STATED PROBLEM >> According to the news excerpt on the impeachment complaint against Comelec Chairman Andres Bautista, who chairs the House committee on justice?

DOCUMENT EXCERPT >>
+ + + + + + +

Will the impeachment complaint against Comelec Chairman Andres Bautista pass the House panel's scrutiny?

BAUTISTA COMPLAINT. Impeachment endorsers (from right to center) Rep. Abraham Tolentino, Rep. Harry Roque, Rep. Gwendolyn Garcia show a copy of affidavit of verified complaint for impeachment filed by Atty. Ferdinand Topacio (extreme left) and former Rep. Jing Paras (2nd-left) vs Comelec chairman Andy Bautista at the House of Representatives on Aug 23, 2017. Photo by Darren Langit/Rappler

MANILA, Philippines – What started as an “issue of domestic squabble” could just turn into the biggest crisis for Commission on Election (Comelec) Chairman Andres Bautista, as the House committee on justice begins tackling a valid impeachment complaint filed against him.

On September 20, Wednesday, the committee, chaired by Oriental Mindoro 2nd District Representative Reynaldo Umali, will be tackling an impeachment complaint filed by lawyer Ferdinand Topacio and former Negros Occidental Representative Jacinto Paras, and members of the Volunteers Against Crime and Corruption (VACC).

The committee meeting is the first step in many that will evaluate whether the complaint has enough basis – and numbers – to proceed before the Senate sitting as an impeachment court.

This would be the 3rd valid impeachment complaint tackled by the committee in two weeks. On September 13, the committee found the first impeachment complaint against Chief Justice Maria Lourdes Sereno sufficient in both form and substance. The second complaint, filed by the VACC’s Dante Jimenez and Vanguard’s Eligio Mallari, was rejected because it was not found sufficient in form.

The Jimenez and Mallari complaint was thumbed down by the committee, 5-28, because it failed to follow the form on verification. The 2nd complaint had apparently used a form for complaints that was endorsed by one-third of the House membership – among the many methods of filing an impeachment complaint.

Jimenez’s and Mallari’s complaint was endorsed by only 3 legislators – Kabayan Representative Harry Roque, Cebu 3rd District Representative Gwen Garcia, and Cavite 7th District Representative Abraham Tolentino.

+ + + + + + +

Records
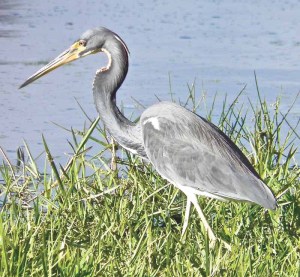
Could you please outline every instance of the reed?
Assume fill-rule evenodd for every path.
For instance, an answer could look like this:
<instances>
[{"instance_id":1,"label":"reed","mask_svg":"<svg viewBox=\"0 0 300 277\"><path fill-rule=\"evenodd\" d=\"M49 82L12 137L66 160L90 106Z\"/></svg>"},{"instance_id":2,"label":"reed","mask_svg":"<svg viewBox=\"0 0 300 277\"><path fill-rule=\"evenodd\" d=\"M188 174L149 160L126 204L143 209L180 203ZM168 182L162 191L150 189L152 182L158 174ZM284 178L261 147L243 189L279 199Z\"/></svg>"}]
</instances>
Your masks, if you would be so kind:
<instances>
[{"instance_id":1,"label":"reed","mask_svg":"<svg viewBox=\"0 0 300 277\"><path fill-rule=\"evenodd\" d=\"M214 110L214 102L208 108L194 85L181 102L199 114L206 111L208 119L218 113L214 123L278 197L279 208L271 212L200 199L231 252L218 243L209 248L194 211L181 239L184 195L150 165L115 151L99 118L87 117L87 128L69 130L74 153L65 166L53 159L44 137L42 171L26 143L16 166L3 159L1 276L298 276L298 124L289 123L290 110L281 112L280 99L272 107L262 99L258 86L257 104L237 105L241 93L232 103L225 99L221 112ZM90 155L91 145L98 153Z\"/></svg>"}]
</instances>

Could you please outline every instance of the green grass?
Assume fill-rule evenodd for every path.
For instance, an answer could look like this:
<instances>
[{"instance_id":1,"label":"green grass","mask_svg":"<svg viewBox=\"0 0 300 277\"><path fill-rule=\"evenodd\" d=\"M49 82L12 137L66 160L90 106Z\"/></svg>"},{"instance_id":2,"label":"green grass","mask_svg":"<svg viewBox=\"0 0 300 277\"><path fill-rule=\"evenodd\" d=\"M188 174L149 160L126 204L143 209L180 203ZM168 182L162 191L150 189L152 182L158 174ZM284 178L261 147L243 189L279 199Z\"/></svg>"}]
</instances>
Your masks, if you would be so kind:
<instances>
[{"instance_id":1,"label":"green grass","mask_svg":"<svg viewBox=\"0 0 300 277\"><path fill-rule=\"evenodd\" d=\"M239 95L233 103L225 99L214 123L280 196L279 208L199 199L231 252L219 242L209 247L193 209L181 239L184 195L127 152L117 152L111 170L114 147L96 119L86 130L70 130L74 155L64 167L53 160L45 138L43 171L27 145L18 166L4 157L1 276L299 276L298 126L289 124L289 111L280 112L279 99L271 107L259 90L257 96L257 105L249 100L244 107L236 105ZM196 97L194 86L182 105L207 111L209 119L216 113L214 104ZM93 157L91 142L101 144Z\"/></svg>"}]
</instances>

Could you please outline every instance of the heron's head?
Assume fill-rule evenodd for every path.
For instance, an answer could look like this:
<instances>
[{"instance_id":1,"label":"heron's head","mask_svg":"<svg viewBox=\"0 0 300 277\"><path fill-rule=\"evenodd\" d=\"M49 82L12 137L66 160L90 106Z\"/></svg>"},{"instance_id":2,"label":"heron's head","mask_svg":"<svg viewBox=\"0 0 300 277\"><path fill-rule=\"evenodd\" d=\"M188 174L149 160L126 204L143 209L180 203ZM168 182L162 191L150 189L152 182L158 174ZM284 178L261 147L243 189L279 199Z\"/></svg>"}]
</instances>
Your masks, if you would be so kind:
<instances>
[{"instance_id":1,"label":"heron's head","mask_svg":"<svg viewBox=\"0 0 300 277\"><path fill-rule=\"evenodd\" d=\"M64 64L70 63L90 54L106 52L111 42L121 43L125 50L128 52L127 46L124 41L114 32L104 27L87 30L81 35L78 40L76 40L70 46L69 49L65 50L54 60L52 60L32 76L30 76L20 86L20 88L29 85L30 83Z\"/></svg>"}]
</instances>

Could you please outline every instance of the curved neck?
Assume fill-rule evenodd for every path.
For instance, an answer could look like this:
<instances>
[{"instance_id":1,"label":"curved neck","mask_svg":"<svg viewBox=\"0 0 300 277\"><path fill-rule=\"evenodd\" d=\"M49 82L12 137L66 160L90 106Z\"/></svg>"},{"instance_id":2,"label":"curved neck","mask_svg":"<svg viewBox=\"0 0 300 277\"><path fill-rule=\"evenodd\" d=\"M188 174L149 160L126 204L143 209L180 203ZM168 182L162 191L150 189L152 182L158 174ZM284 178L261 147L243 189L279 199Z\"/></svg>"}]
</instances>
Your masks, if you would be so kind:
<instances>
[{"instance_id":1,"label":"curved neck","mask_svg":"<svg viewBox=\"0 0 300 277\"><path fill-rule=\"evenodd\" d=\"M121 146L145 156L139 125L128 120L116 105L117 90L128 71L127 50L117 37L106 42L105 47L102 50L108 55L109 63L97 71L93 84L96 108L105 127Z\"/></svg>"}]
</instances>

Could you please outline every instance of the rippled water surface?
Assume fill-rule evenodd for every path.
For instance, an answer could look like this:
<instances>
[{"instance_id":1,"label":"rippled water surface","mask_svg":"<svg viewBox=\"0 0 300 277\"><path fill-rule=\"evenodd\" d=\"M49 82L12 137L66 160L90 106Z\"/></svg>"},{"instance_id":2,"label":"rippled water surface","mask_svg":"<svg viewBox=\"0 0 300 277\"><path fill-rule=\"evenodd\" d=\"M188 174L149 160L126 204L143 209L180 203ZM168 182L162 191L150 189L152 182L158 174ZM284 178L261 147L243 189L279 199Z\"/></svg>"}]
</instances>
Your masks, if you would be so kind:
<instances>
[{"instance_id":1,"label":"rippled water surface","mask_svg":"<svg viewBox=\"0 0 300 277\"><path fill-rule=\"evenodd\" d=\"M70 151L65 127L82 128L96 117L91 83L101 55L62 67L34 84L19 85L91 27L106 26L127 43L128 77L118 94L126 114L168 100L169 75L176 97L185 99L187 83L196 92L257 98L256 71L262 95L270 104L282 97L286 111L300 90L300 3L297 1L0 1L0 146L11 159L25 139L34 156L41 134L63 161ZM221 102L217 109L221 108ZM300 116L299 100L291 123ZM0 160L2 157L0 158Z\"/></svg>"}]
</instances>

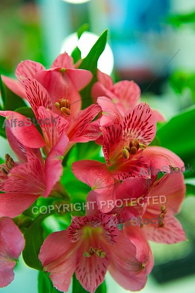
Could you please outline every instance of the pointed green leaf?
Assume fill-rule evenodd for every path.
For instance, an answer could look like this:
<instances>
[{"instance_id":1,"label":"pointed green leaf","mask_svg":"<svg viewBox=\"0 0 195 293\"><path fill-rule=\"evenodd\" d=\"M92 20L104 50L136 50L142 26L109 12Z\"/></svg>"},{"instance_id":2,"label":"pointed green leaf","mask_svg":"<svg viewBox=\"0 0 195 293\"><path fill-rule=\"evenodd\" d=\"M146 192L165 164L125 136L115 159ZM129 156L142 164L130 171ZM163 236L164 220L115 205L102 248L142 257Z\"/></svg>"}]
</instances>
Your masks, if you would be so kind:
<instances>
[{"instance_id":1,"label":"pointed green leaf","mask_svg":"<svg viewBox=\"0 0 195 293\"><path fill-rule=\"evenodd\" d=\"M5 125L4 124L5 118L2 116L0 116L0 135L6 138L5 134Z\"/></svg>"},{"instance_id":2,"label":"pointed green leaf","mask_svg":"<svg viewBox=\"0 0 195 293\"><path fill-rule=\"evenodd\" d=\"M0 96L1 97L3 105L4 105L5 103L5 89L4 88L4 86L3 84L3 82L2 81L1 77L0 76ZM0 105L0 110L2 110L2 108L3 108L3 107L4 107L3 106L3 107L1 107L1 106Z\"/></svg>"},{"instance_id":3,"label":"pointed green leaf","mask_svg":"<svg viewBox=\"0 0 195 293\"><path fill-rule=\"evenodd\" d=\"M84 23L80 26L77 30L77 36L78 39L80 39L84 32L87 31L89 29L89 24L88 23Z\"/></svg>"},{"instance_id":4,"label":"pointed green leaf","mask_svg":"<svg viewBox=\"0 0 195 293\"><path fill-rule=\"evenodd\" d=\"M99 58L105 48L108 38L108 29L100 35L98 40L91 48L87 56L83 60L79 68L90 70L93 75L97 71Z\"/></svg>"},{"instance_id":5,"label":"pointed green leaf","mask_svg":"<svg viewBox=\"0 0 195 293\"><path fill-rule=\"evenodd\" d=\"M81 286L79 281L74 274L72 278L72 293L88 293ZM95 293L106 293L107 289L105 281L104 281L96 290Z\"/></svg>"},{"instance_id":6,"label":"pointed green leaf","mask_svg":"<svg viewBox=\"0 0 195 293\"><path fill-rule=\"evenodd\" d=\"M44 241L43 230L42 226L43 217L39 216L35 219L24 233L25 245L22 251L23 258L26 265L39 271L43 270L42 264L38 258L41 247Z\"/></svg>"}]
</instances>

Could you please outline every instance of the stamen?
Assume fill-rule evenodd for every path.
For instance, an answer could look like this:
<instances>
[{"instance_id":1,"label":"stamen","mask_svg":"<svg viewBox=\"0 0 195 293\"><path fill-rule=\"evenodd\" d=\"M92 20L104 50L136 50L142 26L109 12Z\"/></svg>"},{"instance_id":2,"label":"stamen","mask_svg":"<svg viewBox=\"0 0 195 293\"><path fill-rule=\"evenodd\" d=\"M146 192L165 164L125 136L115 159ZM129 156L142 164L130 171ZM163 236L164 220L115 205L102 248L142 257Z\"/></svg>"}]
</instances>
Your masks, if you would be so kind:
<instances>
[{"instance_id":1,"label":"stamen","mask_svg":"<svg viewBox=\"0 0 195 293\"><path fill-rule=\"evenodd\" d=\"M159 221L158 223L158 227L159 228L164 228L165 227L165 214L167 213L167 210L165 209L165 206L162 206L161 209L162 211L159 215L159 218L160 219L160 221Z\"/></svg>"},{"instance_id":2,"label":"stamen","mask_svg":"<svg viewBox=\"0 0 195 293\"><path fill-rule=\"evenodd\" d=\"M101 258L103 258L105 257L106 253L102 249L100 248L95 249L91 246L89 248L89 252L84 251L83 255L87 257L90 257L91 255L95 254L96 256L99 256Z\"/></svg>"},{"instance_id":3,"label":"stamen","mask_svg":"<svg viewBox=\"0 0 195 293\"><path fill-rule=\"evenodd\" d=\"M55 103L56 107L60 110L63 114L66 117L69 117L71 114L70 104L69 100L61 99L59 102Z\"/></svg>"},{"instance_id":4,"label":"stamen","mask_svg":"<svg viewBox=\"0 0 195 293\"><path fill-rule=\"evenodd\" d=\"M130 153L126 148L123 148L122 151L122 156L125 159L125 160L128 160L130 157Z\"/></svg>"},{"instance_id":5,"label":"stamen","mask_svg":"<svg viewBox=\"0 0 195 293\"><path fill-rule=\"evenodd\" d=\"M5 167L3 167L3 166L2 166L1 167L0 170L1 170L1 173L2 173L3 174L4 174L5 175L7 175L8 174L9 174L9 170L8 170L7 168L5 168Z\"/></svg>"}]
</instances>

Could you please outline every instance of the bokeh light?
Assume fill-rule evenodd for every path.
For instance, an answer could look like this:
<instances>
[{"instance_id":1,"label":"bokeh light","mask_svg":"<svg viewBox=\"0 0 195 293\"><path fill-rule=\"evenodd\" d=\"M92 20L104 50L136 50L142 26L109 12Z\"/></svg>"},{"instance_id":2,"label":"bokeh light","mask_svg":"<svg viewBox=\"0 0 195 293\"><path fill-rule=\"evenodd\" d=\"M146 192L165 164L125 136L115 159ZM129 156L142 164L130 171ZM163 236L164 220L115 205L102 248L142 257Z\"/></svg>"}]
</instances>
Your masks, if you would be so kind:
<instances>
[{"instance_id":1,"label":"bokeh light","mask_svg":"<svg viewBox=\"0 0 195 293\"><path fill-rule=\"evenodd\" d=\"M74 33L68 36L63 41L61 53L65 51L70 54L77 45L81 52L81 57L83 59L89 53L90 49L94 44L99 37L89 32L85 32L78 40L77 35ZM110 74L114 66L114 56L112 51L108 44L100 56L98 62L98 68L100 70Z\"/></svg>"}]
</instances>

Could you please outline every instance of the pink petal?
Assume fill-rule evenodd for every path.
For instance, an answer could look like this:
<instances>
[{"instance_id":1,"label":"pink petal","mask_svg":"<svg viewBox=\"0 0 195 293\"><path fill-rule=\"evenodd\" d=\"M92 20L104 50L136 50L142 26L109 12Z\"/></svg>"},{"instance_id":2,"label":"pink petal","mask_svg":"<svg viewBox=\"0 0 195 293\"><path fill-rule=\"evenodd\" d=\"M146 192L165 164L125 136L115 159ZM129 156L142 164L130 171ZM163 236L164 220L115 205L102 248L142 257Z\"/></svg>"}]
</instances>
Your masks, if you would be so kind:
<instances>
[{"instance_id":1,"label":"pink petal","mask_svg":"<svg viewBox=\"0 0 195 293\"><path fill-rule=\"evenodd\" d=\"M41 195L45 189L44 165L38 159L12 168L4 186L8 193Z\"/></svg>"},{"instance_id":2,"label":"pink petal","mask_svg":"<svg viewBox=\"0 0 195 293\"><path fill-rule=\"evenodd\" d=\"M148 213L146 217L150 219ZM186 240L185 232L178 220L173 215L165 215L165 227L158 227L156 216L152 217L156 219L156 224L144 225L142 229L143 234L149 240L157 243L172 244ZM152 220L154 222L154 220Z\"/></svg>"},{"instance_id":3,"label":"pink petal","mask_svg":"<svg viewBox=\"0 0 195 293\"><path fill-rule=\"evenodd\" d=\"M109 75L102 72L98 69L97 71L97 77L98 82L101 83L106 88L110 90L113 88L113 81Z\"/></svg>"},{"instance_id":4,"label":"pink petal","mask_svg":"<svg viewBox=\"0 0 195 293\"><path fill-rule=\"evenodd\" d=\"M117 106L109 98L99 97L97 103L102 109L101 126L120 123L122 117L118 112Z\"/></svg>"},{"instance_id":5,"label":"pink petal","mask_svg":"<svg viewBox=\"0 0 195 293\"><path fill-rule=\"evenodd\" d=\"M125 236L136 247L136 258L141 261L146 269L146 273L149 274L152 269L154 262L150 245L137 227L132 225L124 227Z\"/></svg>"},{"instance_id":6,"label":"pink petal","mask_svg":"<svg viewBox=\"0 0 195 293\"><path fill-rule=\"evenodd\" d=\"M156 132L155 115L148 104L142 103L126 113L121 124L123 127L124 145L137 139L148 146L154 138Z\"/></svg>"},{"instance_id":7,"label":"pink petal","mask_svg":"<svg viewBox=\"0 0 195 293\"><path fill-rule=\"evenodd\" d=\"M67 69L66 73L77 90L81 90L90 83L93 75L85 69Z\"/></svg>"},{"instance_id":8,"label":"pink petal","mask_svg":"<svg viewBox=\"0 0 195 293\"><path fill-rule=\"evenodd\" d=\"M169 187L169 188L167 188ZM173 173L165 175L163 178L157 182L157 184L151 189L150 196L151 202L152 202L152 198L158 197L160 200L160 196L164 195L166 197L166 203L162 204L166 207L166 209L172 214L176 214L180 209L181 204L185 198L186 188L185 185L183 174L180 173ZM153 201L156 204L156 201ZM161 205L153 204L148 205L147 210L150 210L150 208L160 209Z\"/></svg>"},{"instance_id":9,"label":"pink petal","mask_svg":"<svg viewBox=\"0 0 195 293\"><path fill-rule=\"evenodd\" d=\"M19 160L22 163L26 163L27 158L25 156L25 149L22 144L18 140L15 136L13 135L12 131L9 127L6 127L5 129L6 136L9 144L16 154Z\"/></svg>"},{"instance_id":10,"label":"pink petal","mask_svg":"<svg viewBox=\"0 0 195 293\"><path fill-rule=\"evenodd\" d=\"M74 64L72 57L69 56L65 52L60 54L54 60L50 67L62 67L65 68L73 68Z\"/></svg>"},{"instance_id":11,"label":"pink petal","mask_svg":"<svg viewBox=\"0 0 195 293\"><path fill-rule=\"evenodd\" d=\"M52 105L49 94L41 84L35 79L25 78L23 80L26 97L35 115L39 119L37 112L40 106L51 110Z\"/></svg>"},{"instance_id":12,"label":"pink petal","mask_svg":"<svg viewBox=\"0 0 195 293\"><path fill-rule=\"evenodd\" d=\"M107 166L97 161L84 160L73 163L72 171L75 177L90 186L97 194L100 210L108 212L113 207L107 201L115 202L116 184Z\"/></svg>"},{"instance_id":13,"label":"pink petal","mask_svg":"<svg viewBox=\"0 0 195 293\"><path fill-rule=\"evenodd\" d=\"M22 234L12 220L0 219L0 287L13 280L13 270L24 247Z\"/></svg>"},{"instance_id":14,"label":"pink petal","mask_svg":"<svg viewBox=\"0 0 195 293\"><path fill-rule=\"evenodd\" d=\"M162 114L162 113L160 113L158 110L154 110L154 109L152 109L152 112L156 116L156 121L157 122L164 122L166 121L166 119L164 115Z\"/></svg>"},{"instance_id":15,"label":"pink petal","mask_svg":"<svg viewBox=\"0 0 195 293\"><path fill-rule=\"evenodd\" d=\"M18 81L5 75L1 75L1 78L5 85L10 90L16 94L16 95L17 95L17 96L21 97L23 99L26 99L24 88L20 78Z\"/></svg>"},{"instance_id":16,"label":"pink petal","mask_svg":"<svg viewBox=\"0 0 195 293\"><path fill-rule=\"evenodd\" d=\"M39 107L37 112L40 119L43 122L41 127L45 142L50 149L56 145L62 134L65 134L67 131L70 123L43 106Z\"/></svg>"},{"instance_id":17,"label":"pink petal","mask_svg":"<svg viewBox=\"0 0 195 293\"><path fill-rule=\"evenodd\" d=\"M36 194L12 192L1 193L0 217L15 218L28 209L39 197Z\"/></svg>"},{"instance_id":18,"label":"pink petal","mask_svg":"<svg viewBox=\"0 0 195 293\"><path fill-rule=\"evenodd\" d=\"M102 149L107 163L110 166L110 161L116 155L118 150L123 149L121 126L113 124L104 126L101 128L104 138Z\"/></svg>"},{"instance_id":19,"label":"pink petal","mask_svg":"<svg viewBox=\"0 0 195 293\"><path fill-rule=\"evenodd\" d=\"M36 127L31 122L26 120L27 118L25 116L13 111L0 111L0 115L8 119L10 130L24 146L39 148L45 145L45 142ZM17 120L16 127L13 124L14 119Z\"/></svg>"},{"instance_id":20,"label":"pink petal","mask_svg":"<svg viewBox=\"0 0 195 293\"><path fill-rule=\"evenodd\" d=\"M55 108L54 104L62 98L69 100L73 115L76 115L80 110L81 96L66 71L64 72L61 67L54 67L38 72L35 78L48 92L53 105L53 110L56 113L60 114L60 111Z\"/></svg>"},{"instance_id":21,"label":"pink petal","mask_svg":"<svg viewBox=\"0 0 195 293\"><path fill-rule=\"evenodd\" d=\"M112 171L113 177L118 180L124 181L130 177L151 178L150 162L146 156L142 155L143 152L134 155L133 158L126 162L122 158L117 162L116 167Z\"/></svg>"},{"instance_id":22,"label":"pink petal","mask_svg":"<svg viewBox=\"0 0 195 293\"><path fill-rule=\"evenodd\" d=\"M136 258L136 250L130 240L120 231L117 243L111 247L110 264L108 271L115 281L125 289L141 290L147 278L146 270Z\"/></svg>"},{"instance_id":23,"label":"pink petal","mask_svg":"<svg viewBox=\"0 0 195 293\"><path fill-rule=\"evenodd\" d=\"M57 248L57 249L56 249ZM76 245L70 241L66 231L49 235L41 248L39 258L54 286L67 292L76 268Z\"/></svg>"},{"instance_id":24,"label":"pink petal","mask_svg":"<svg viewBox=\"0 0 195 293\"><path fill-rule=\"evenodd\" d=\"M160 171L170 173L170 166L181 169L184 163L176 154L162 146L148 146L144 150L144 155L151 161L152 174L156 175Z\"/></svg>"},{"instance_id":25,"label":"pink petal","mask_svg":"<svg viewBox=\"0 0 195 293\"><path fill-rule=\"evenodd\" d=\"M109 263L109 251L106 246L101 245L100 241L96 241L92 247L102 247L106 254L101 258L96 255L87 257L83 255L85 251L88 251L89 246L82 245L78 251L79 258L77 261L75 271L76 276L86 290L94 293L97 288L104 281L108 267Z\"/></svg>"},{"instance_id":26,"label":"pink petal","mask_svg":"<svg viewBox=\"0 0 195 293\"><path fill-rule=\"evenodd\" d=\"M88 138L90 134L87 127L101 110L101 108L98 105L92 105L84 110L81 110L77 115L73 117L71 120L71 126L66 132L70 141L87 142L90 140Z\"/></svg>"},{"instance_id":27,"label":"pink petal","mask_svg":"<svg viewBox=\"0 0 195 293\"><path fill-rule=\"evenodd\" d=\"M141 90L133 81L121 81L114 84L114 93L127 111L140 102Z\"/></svg>"},{"instance_id":28,"label":"pink petal","mask_svg":"<svg viewBox=\"0 0 195 293\"><path fill-rule=\"evenodd\" d=\"M46 188L44 192L44 197L48 196L53 187L60 181L63 172L62 159L68 143L68 138L65 133L62 133L45 160L44 172Z\"/></svg>"},{"instance_id":29,"label":"pink petal","mask_svg":"<svg viewBox=\"0 0 195 293\"><path fill-rule=\"evenodd\" d=\"M18 80L20 80L21 77L34 78L37 72L44 69L44 67L39 62L24 60L18 65L16 69L16 76Z\"/></svg>"}]
</instances>

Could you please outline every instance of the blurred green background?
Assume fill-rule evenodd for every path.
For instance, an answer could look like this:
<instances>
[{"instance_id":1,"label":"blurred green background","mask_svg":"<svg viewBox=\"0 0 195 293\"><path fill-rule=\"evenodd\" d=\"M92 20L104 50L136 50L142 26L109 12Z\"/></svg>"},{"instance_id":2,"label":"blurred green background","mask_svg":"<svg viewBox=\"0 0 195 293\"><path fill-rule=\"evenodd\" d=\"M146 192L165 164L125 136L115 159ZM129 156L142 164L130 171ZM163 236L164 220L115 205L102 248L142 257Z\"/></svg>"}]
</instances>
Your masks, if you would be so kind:
<instances>
[{"instance_id":1,"label":"blurred green background","mask_svg":"<svg viewBox=\"0 0 195 293\"><path fill-rule=\"evenodd\" d=\"M13 77L17 64L25 59L49 66L60 52L71 50L70 35L85 23L97 35L108 28L113 55L108 50L99 68L111 73L113 56L115 81L133 79L141 88L142 100L160 110L168 121L158 126L155 144L160 142L174 151L195 171L195 1L70 1L74 0L0 0L0 73ZM88 35L81 47L91 43L91 38ZM7 94L14 103L15 97ZM0 144L3 157L8 146L1 137ZM155 265L145 293L195 292L194 171L185 174L187 197L177 216L188 241L151 243ZM27 268L22 257L15 272L15 280L0 289L2 293L38 292L37 272ZM106 281L108 293L127 292L109 276Z\"/></svg>"}]
</instances>

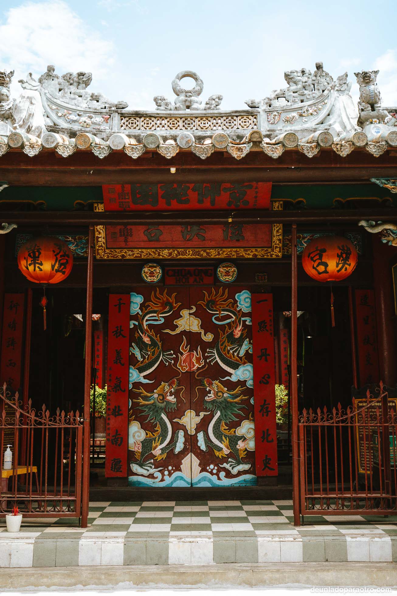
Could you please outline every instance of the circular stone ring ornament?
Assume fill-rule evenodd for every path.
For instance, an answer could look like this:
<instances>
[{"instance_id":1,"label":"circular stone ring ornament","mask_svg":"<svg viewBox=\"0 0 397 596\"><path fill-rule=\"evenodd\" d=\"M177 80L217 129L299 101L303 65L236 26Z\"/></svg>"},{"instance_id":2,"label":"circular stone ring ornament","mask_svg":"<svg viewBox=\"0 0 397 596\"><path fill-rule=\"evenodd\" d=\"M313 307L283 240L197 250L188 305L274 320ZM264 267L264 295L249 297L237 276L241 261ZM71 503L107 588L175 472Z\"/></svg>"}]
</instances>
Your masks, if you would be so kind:
<instances>
[{"instance_id":1,"label":"circular stone ring ornament","mask_svg":"<svg viewBox=\"0 0 397 596\"><path fill-rule=\"evenodd\" d=\"M141 272L142 279L149 284L155 284L162 277L162 271L157 263L145 263Z\"/></svg>"},{"instance_id":2,"label":"circular stone ring ornament","mask_svg":"<svg viewBox=\"0 0 397 596\"><path fill-rule=\"evenodd\" d=\"M195 85L192 89L184 89L180 84L180 81L185 77L193 79ZM192 95L197 97L202 92L204 84L197 73L193 70L181 70L173 79L172 83L173 91L176 95L180 95L182 94L187 94L189 97Z\"/></svg>"},{"instance_id":3,"label":"circular stone ring ornament","mask_svg":"<svg viewBox=\"0 0 397 596\"><path fill-rule=\"evenodd\" d=\"M354 244L342 236L320 236L305 247L302 265L317 281L340 281L356 268L358 256Z\"/></svg>"},{"instance_id":4,"label":"circular stone ring ornament","mask_svg":"<svg viewBox=\"0 0 397 596\"><path fill-rule=\"evenodd\" d=\"M237 267L234 263L221 263L217 269L217 277L224 284L231 284L237 277Z\"/></svg>"}]
</instances>

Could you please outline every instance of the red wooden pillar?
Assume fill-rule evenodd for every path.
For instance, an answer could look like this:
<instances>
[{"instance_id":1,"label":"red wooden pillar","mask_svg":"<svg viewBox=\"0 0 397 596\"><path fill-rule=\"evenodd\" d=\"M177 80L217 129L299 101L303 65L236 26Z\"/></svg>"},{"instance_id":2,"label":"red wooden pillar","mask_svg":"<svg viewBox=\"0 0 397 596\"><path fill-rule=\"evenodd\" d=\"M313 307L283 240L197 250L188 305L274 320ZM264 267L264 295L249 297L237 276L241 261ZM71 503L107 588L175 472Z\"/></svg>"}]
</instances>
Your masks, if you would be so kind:
<instances>
[{"instance_id":1,"label":"red wooden pillar","mask_svg":"<svg viewBox=\"0 0 397 596\"><path fill-rule=\"evenodd\" d=\"M397 381L396 343L393 317L393 281L390 260L396 256L396 249L373 237L374 254L374 288L376 308L378 353L380 379L392 387Z\"/></svg>"},{"instance_id":2,"label":"red wooden pillar","mask_svg":"<svg viewBox=\"0 0 397 596\"><path fill-rule=\"evenodd\" d=\"M30 337L32 333L32 288L28 288L26 299L26 319L25 322L25 345L23 359L23 380L22 381L22 409L25 411L29 399L29 372L30 370ZM24 423L26 423L24 417ZM21 452L20 461L22 465L26 461L26 429L22 429L21 432Z\"/></svg>"},{"instance_id":3,"label":"red wooden pillar","mask_svg":"<svg viewBox=\"0 0 397 596\"><path fill-rule=\"evenodd\" d=\"M6 234L0 234L0 332L3 327L3 304L4 302L4 252ZM1 346L0 346L1 347ZM3 381L2 381L1 383Z\"/></svg>"},{"instance_id":4,"label":"red wooden pillar","mask_svg":"<svg viewBox=\"0 0 397 596\"><path fill-rule=\"evenodd\" d=\"M390 260L395 258L395 248L382 242L377 236L373 237L374 254L374 288L376 327L377 330L379 375L388 387L393 386L397 380L396 372L396 343L394 337L393 316L395 315L393 289ZM382 418L387 421L389 415L387 394L382 397ZM391 468L390 463L389 428L384 429L383 434L383 459L385 490L390 491Z\"/></svg>"},{"instance_id":5,"label":"red wooden pillar","mask_svg":"<svg viewBox=\"0 0 397 596\"><path fill-rule=\"evenodd\" d=\"M350 342L352 352L352 370L353 372L353 387L355 389L358 388L358 378L357 375L357 347L356 346L355 325L354 324L355 316L353 306L353 288L349 286L349 316L350 317Z\"/></svg>"},{"instance_id":6,"label":"red wooden pillar","mask_svg":"<svg viewBox=\"0 0 397 596\"><path fill-rule=\"evenodd\" d=\"M291 238L291 413L292 417L292 499L293 524L301 525L299 513L299 437L298 424L298 253L296 224Z\"/></svg>"},{"instance_id":7,"label":"red wooden pillar","mask_svg":"<svg viewBox=\"0 0 397 596\"><path fill-rule=\"evenodd\" d=\"M84 427L83 429L83 490L82 491L82 527L87 527L90 488L90 390L92 348L92 292L93 265L93 226L88 233L87 263L87 303L86 305L86 349L84 368Z\"/></svg>"}]
</instances>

+ + + + + + +

ANSWER IN FULL >> Oriental Mindoro 2nd District Representative Reynaldo Umali chairs the committee.